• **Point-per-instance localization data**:
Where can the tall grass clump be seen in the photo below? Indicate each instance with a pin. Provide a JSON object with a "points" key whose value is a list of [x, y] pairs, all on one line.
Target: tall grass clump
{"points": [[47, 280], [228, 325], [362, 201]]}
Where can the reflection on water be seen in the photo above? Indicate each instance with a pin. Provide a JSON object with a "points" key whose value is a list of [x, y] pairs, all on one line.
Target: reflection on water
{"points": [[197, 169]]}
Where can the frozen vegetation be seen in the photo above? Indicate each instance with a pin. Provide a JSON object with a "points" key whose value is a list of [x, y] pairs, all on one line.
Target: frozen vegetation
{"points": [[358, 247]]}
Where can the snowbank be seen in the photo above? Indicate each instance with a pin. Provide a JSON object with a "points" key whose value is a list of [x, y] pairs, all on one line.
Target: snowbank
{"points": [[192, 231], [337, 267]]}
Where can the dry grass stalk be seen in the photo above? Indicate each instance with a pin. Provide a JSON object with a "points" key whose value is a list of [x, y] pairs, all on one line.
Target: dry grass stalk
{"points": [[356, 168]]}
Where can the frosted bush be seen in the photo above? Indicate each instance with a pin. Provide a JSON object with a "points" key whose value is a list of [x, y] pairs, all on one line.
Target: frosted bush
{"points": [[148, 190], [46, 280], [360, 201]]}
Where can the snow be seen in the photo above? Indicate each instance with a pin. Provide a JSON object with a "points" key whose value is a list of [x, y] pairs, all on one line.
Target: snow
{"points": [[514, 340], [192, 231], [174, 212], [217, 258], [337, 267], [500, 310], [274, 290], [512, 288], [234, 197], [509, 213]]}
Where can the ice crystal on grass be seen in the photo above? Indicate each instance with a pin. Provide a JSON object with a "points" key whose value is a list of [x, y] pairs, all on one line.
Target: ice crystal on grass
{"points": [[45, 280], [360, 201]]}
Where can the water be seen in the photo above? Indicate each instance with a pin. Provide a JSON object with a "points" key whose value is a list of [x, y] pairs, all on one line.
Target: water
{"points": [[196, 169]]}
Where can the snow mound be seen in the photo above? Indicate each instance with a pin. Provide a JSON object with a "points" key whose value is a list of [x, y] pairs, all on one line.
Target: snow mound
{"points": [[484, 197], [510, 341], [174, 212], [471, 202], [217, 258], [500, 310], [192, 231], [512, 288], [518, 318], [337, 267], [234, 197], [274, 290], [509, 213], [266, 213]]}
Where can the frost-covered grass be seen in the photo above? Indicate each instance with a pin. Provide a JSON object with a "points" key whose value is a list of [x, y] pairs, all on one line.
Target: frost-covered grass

---

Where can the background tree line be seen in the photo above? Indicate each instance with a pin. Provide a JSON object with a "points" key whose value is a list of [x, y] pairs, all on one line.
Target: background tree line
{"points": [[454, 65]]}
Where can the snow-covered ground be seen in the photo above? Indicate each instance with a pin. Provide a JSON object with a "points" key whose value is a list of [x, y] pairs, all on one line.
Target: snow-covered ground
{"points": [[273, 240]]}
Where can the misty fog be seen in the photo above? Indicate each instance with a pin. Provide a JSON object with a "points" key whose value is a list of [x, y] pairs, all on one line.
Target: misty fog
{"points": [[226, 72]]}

* * *

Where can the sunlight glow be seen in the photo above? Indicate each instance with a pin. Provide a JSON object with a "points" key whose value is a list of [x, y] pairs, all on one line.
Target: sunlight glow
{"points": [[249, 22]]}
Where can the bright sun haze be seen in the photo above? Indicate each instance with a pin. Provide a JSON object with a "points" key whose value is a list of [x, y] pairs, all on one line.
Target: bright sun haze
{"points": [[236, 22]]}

• **WHAT NEEDS TO BE DONE**: The required answer is the run of lines above, starting at the line with "Where can the tall" and ending at the line with "Where can the snowbank", reproduced exactly with both ends.

• **SOLUTION**:
Where can the tall grass clump be seen in the photo below? Indicate each instance with a pin. Provide a JSON object with a "points" key whose value is a list of [x, y] pairs, all on one line.
Target: tall grass clump
{"points": [[47, 280], [228, 325], [362, 201]]}
Where can the reflection on water be seen in the photo above? Indicate each instance with a pin. Provide a JSON object with a "points" key whose value is a list of [x, y] pairs, all on one line.
Target: reflection on water
{"points": [[197, 169]]}
Where can the frozen vegetation be seen in the photo above? Indicate each instance with a pin. Provide a JSON object with a "points" key whose value is a list of [x, y] pairs, all on one line.
Target: frozen vegetation
{"points": [[358, 247]]}
Where can the snowbank be seen in the photo above? Indicate each instance with a pin. Provide a JSON object with a "points" key whose value is a list of [x, y] pairs, all on one line.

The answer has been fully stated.